• [What you will do] Rewrite the records from the first line through the line containing "x=291 y=119", inclusive, as a JSON list of strings with one string per line and blank lines omitted.

━━━

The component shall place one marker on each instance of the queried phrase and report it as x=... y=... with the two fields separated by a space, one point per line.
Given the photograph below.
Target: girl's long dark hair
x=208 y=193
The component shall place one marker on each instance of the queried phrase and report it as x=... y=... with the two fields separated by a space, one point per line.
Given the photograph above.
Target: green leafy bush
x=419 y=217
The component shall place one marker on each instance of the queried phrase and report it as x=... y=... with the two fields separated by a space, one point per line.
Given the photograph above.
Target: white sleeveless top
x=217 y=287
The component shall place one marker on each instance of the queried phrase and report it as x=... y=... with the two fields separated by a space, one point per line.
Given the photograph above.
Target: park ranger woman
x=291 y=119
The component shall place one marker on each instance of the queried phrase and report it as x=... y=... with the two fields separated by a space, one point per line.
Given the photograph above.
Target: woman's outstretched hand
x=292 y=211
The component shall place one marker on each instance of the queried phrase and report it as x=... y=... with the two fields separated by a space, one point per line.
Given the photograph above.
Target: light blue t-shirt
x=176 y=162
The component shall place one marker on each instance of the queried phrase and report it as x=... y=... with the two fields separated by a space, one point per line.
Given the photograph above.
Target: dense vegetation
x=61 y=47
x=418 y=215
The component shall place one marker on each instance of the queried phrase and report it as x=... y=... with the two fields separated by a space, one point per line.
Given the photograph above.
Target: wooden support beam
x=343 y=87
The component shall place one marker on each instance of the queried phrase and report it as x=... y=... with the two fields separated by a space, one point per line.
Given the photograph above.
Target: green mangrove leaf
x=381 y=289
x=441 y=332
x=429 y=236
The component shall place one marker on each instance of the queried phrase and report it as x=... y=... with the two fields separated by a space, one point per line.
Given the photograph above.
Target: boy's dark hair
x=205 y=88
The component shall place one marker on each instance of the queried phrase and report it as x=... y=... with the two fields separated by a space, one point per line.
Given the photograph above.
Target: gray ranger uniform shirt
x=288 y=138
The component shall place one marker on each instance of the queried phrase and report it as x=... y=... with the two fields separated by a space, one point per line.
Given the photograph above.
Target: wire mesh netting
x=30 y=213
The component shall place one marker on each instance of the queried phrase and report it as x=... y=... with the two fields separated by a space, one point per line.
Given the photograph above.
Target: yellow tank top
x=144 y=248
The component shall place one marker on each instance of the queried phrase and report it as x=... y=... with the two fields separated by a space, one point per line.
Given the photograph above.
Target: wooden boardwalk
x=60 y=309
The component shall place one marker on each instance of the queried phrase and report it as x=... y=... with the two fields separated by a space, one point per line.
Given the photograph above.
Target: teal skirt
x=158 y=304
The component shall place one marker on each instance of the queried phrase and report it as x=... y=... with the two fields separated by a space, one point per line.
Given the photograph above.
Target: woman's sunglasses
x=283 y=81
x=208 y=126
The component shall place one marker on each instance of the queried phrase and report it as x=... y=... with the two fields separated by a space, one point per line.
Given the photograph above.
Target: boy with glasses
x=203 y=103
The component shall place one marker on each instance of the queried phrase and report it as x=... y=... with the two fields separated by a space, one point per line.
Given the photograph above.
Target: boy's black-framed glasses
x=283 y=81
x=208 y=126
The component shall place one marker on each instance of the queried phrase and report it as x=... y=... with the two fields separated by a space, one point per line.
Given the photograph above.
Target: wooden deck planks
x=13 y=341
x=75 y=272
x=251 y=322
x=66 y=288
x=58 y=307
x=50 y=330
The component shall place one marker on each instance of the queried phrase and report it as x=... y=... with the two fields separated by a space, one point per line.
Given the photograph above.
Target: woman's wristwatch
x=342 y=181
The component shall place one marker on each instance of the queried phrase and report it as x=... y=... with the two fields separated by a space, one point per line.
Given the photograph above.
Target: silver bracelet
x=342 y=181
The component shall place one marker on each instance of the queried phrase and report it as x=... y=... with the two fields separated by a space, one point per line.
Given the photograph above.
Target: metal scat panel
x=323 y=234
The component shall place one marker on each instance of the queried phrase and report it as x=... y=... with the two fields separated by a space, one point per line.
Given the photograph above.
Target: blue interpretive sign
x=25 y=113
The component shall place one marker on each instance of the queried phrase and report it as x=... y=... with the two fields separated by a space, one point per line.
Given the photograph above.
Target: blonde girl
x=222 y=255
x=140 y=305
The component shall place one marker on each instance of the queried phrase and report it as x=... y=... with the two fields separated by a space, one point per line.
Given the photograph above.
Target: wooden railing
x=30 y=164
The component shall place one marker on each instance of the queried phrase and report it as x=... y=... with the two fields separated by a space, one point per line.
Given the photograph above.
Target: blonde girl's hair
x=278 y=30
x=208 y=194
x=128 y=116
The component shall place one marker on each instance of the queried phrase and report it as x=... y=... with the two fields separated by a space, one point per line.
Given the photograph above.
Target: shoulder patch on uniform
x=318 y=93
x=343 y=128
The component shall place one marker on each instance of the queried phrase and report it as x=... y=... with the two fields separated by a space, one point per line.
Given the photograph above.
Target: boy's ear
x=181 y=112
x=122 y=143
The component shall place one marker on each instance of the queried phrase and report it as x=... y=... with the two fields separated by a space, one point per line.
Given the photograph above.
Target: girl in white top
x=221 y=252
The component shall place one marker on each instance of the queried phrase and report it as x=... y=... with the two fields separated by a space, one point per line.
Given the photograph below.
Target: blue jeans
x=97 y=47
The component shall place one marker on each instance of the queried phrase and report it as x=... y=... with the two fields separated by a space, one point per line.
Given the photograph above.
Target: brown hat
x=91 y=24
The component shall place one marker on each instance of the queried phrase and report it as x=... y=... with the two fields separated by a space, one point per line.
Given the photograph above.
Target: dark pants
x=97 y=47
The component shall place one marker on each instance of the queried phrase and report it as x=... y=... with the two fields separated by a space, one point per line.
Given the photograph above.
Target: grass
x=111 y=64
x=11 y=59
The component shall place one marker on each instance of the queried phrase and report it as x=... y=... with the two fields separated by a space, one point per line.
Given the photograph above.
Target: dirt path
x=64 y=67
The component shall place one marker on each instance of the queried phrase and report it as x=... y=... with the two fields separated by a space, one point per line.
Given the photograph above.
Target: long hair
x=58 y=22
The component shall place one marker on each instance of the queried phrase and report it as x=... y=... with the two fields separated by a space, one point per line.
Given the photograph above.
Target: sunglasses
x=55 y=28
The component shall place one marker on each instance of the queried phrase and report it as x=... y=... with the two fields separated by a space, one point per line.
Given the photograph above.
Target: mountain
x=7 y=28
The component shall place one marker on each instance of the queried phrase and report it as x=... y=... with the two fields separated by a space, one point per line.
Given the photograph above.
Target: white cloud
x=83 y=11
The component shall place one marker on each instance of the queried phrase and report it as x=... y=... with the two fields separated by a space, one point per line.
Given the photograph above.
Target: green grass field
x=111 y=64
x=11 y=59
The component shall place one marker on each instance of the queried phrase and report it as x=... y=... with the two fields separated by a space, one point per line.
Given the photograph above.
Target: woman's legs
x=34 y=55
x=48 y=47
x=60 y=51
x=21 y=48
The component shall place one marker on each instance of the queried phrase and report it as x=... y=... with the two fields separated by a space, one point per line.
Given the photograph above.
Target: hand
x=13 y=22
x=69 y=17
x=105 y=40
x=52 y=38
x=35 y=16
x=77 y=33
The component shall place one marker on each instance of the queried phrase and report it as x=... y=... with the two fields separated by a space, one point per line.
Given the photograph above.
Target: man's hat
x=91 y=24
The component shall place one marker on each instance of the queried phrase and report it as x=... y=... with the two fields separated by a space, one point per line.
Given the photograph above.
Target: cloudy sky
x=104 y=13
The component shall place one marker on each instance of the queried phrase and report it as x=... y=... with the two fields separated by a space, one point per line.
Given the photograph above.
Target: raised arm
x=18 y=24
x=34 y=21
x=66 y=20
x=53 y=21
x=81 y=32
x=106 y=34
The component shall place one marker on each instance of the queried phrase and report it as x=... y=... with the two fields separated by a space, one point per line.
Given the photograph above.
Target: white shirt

━━━

• [The completed task]
[
  "The component shall place one marker on each instance of the queried phrase and report it as x=... y=... with the two fields separated by a space, one point per line.",
  "Given the photograph below.",
  "Target: girl's long dark hair",
  "x=208 y=193",
  "The component shall place one marker on each instance of the queried phrase and report it as x=... y=... with the two fields separated by a space, one point per line.",
  "Given the photograph above.",
  "Target: green leafy bush",
  "x=419 y=217",
  "The component shall place one marker on each instance of the queried phrase and report it as x=... y=... with the two fields separated by a space, one point per line.",
  "Given the photograph above.",
  "Target: white sleeveless top",
  "x=217 y=287",
  "The component shall place one marker on each instance of the queried phrase and report it as x=... y=... with the two fields separated by a space, one point per line.",
  "Given the photograph above.",
  "Target: park ranger woman",
  "x=291 y=119"
]